I’ve been using Linux for about half as long as I’ve been using UNIX, and, over
that time, my interest has increasingly centered on the boundary between the kernel
and user space: the Linux programming interface. This interest has drawn me into
a number of interrelated activities. I intermittently provide input and bug reports
for the POSIX/SUS standard; I carry out tests and design reviews of new user-space
interfaces added to the Linux kernel (and have helped find and fix many code and
design bugs in those interfaces); I’ve been a regular speaker at conferences on topics
related to interfaces and their documentation; and I’ve been invited on a number
of occasions to the annual Linux Kernel Developers Summit. The common thread
tying all of these activities together is my most visible contribution in the Linux
world: my work on the man-pages project (http://www.kernel.org/doc/man-pages/).
The man-pages project provides pages in sections 2, 3, 4, 5, and 7 of the Linux
manual pages. These are the manual pages describing the programming interfaces
provided by the Linux kernel and the GNU C library—the same topic area as this
book. I’ve been involved with man-pages for more than a decade. Since 2004, I’ve
been the project maintainer, a task that involves, in roughly equal measure, writing
documentation, reading kernel and library source code, and writing programs to
verify the details for documentation. (Documenting an interface is a great way to
find bugs in that interface.) I’ve also been the biggest contributor to man-pages—of
the approximately 900 pages in man-pages, I am the author of 140, and the coauthor
of another 125. So, even before you picked up this book, it’s quite likely you’ve
read some of my published work. I hope that you’ve found that work useful, and
that you’ll find this book even more so.

● **GIVEN INFORMATION**:
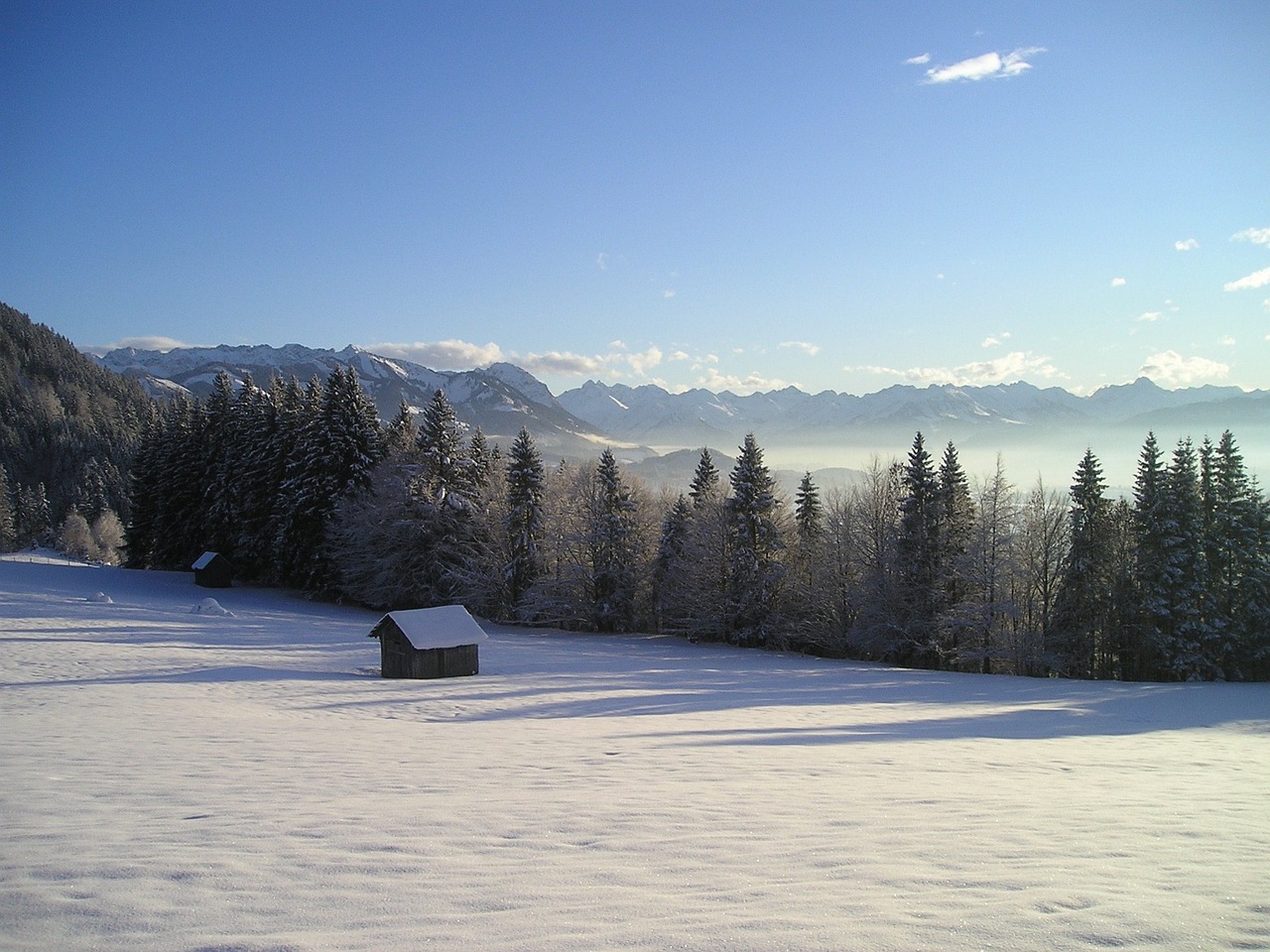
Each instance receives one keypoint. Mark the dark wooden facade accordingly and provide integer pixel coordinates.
(400, 658)
(212, 571)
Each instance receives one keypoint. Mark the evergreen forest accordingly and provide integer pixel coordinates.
(302, 485)
(916, 565)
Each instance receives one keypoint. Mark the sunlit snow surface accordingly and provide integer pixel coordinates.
(181, 780)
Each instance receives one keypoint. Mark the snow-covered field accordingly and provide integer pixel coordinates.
(195, 780)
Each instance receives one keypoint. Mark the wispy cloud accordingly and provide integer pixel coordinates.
(810, 349)
(1257, 280)
(1173, 368)
(563, 363)
(985, 66)
(751, 384)
(643, 361)
(145, 343)
(443, 354)
(1257, 236)
(617, 363)
(1007, 368)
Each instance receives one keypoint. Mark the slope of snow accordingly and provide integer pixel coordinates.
(178, 780)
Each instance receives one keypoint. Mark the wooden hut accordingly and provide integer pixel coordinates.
(212, 571)
(429, 643)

● **STATED PROBLEM 1**: Set down the excerpt about the man-pages project word for word, from "I’ve been using Linux" up to and including "man-pages project (http://www.kernel.org/doc/man-pages/).".
● **STATED PROBLEM 2**:
Decide whether each statement below agrees with the excerpt about the man-pages project. Answer yes or no for each, and quote the deciding words of the excerpt exactly.
(a) The writer has been the maintainer of the man-pages project since 2004.
(b) The man-pages project provides pages in section 1 of the Linux manual pages.
(c) Of the approximately 900 pages in man-pages, the writer is the author of 125.

● **FINAL ANSWER 1**:
I’ve been using Linux for about half as long as I’ve been using UNIX, and, over
that time, my interest has increasingly centered on the boundary between the kernel
and user space: the Linux programming interface. This interest has drawn me into
a number of interrelated activities. I intermittently provide input and bug reports
for the POSIX/SUS standard; I carry out tests and design reviews of new user-space
interfaces added to the Linux kernel (and have helped find and fix many code and
design bugs in those interfaces); I’ve been a regular speaker at conferences on topics
related to interfaces and their documentation; and I’ve been invited on a number
of occasions to the annual Linux Kernel Developers Summit. The common thread
tying all of these activities together is my most visible contribution in the Linux
world: my work on the man-pages project (http://www.kernel.org/doc/man-pages/).

● **FINAL ANSWER 2**:
(a) Yes: "Since 2004, I’ve been the project maintainer"
(b) No: "The man-pages project provides pages in sections 2, 3, 4, 5, and 7 of the Linux manual pages."
(c) No: "I am the author of 140, and the coauthor of another 125"